_Exercise materials_:
══════════════════════════════
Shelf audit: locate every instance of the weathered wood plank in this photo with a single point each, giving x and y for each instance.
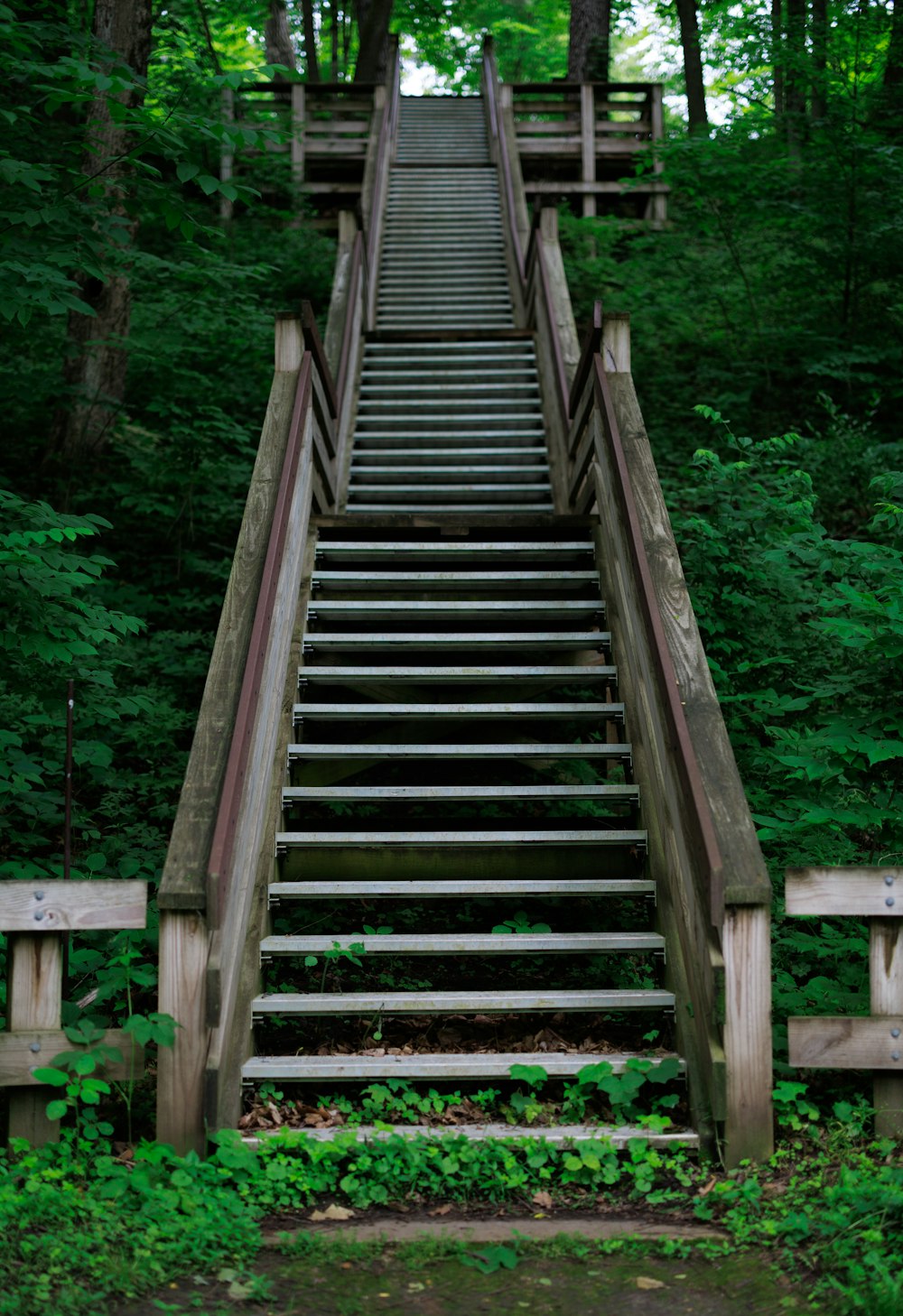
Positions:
(860, 893)
(256, 820)
(886, 990)
(183, 956)
(747, 948)
(42, 907)
(745, 876)
(847, 1043)
(23, 1052)
(34, 1005)
(184, 873)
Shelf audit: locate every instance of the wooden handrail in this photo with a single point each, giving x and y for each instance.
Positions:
(315, 347)
(348, 330)
(490, 85)
(386, 138)
(591, 344)
(647, 598)
(224, 833)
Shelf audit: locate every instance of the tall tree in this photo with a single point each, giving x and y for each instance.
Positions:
(276, 36)
(310, 41)
(693, 66)
(97, 357)
(894, 70)
(589, 41)
(374, 17)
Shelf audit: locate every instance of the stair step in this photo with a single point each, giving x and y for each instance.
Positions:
(618, 1135)
(431, 640)
(440, 890)
(554, 675)
(432, 609)
(316, 1069)
(469, 944)
(370, 549)
(431, 839)
(457, 1003)
(598, 712)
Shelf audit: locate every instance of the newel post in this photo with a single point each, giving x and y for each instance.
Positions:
(616, 342)
(288, 341)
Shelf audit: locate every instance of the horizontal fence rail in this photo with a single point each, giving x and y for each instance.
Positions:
(36, 916)
(845, 1042)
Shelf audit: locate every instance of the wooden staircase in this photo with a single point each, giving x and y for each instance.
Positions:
(457, 681)
(461, 798)
(460, 687)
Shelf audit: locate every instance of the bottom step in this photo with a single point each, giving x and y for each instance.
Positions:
(436, 1066)
(618, 1135)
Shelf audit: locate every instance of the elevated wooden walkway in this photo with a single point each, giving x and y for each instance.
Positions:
(459, 689)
══════════════════════════════
After dropping the pictures, please set down the lines from the beginning of the listing through the line containing "Shelf audit: locate every instance of the wooden handrail", both included, exactly as they stand.

Shelf audit: locate every instance of the weathered wood plank in this photo with a single point each, giving x and y for each instance.
Positions:
(860, 893)
(256, 820)
(886, 990)
(183, 956)
(747, 948)
(42, 907)
(745, 876)
(847, 1043)
(23, 1052)
(34, 1005)
(184, 873)
Shelf audit: locate every instance of the wooden handrail in this photo with a single point each, giving x and y for each instance.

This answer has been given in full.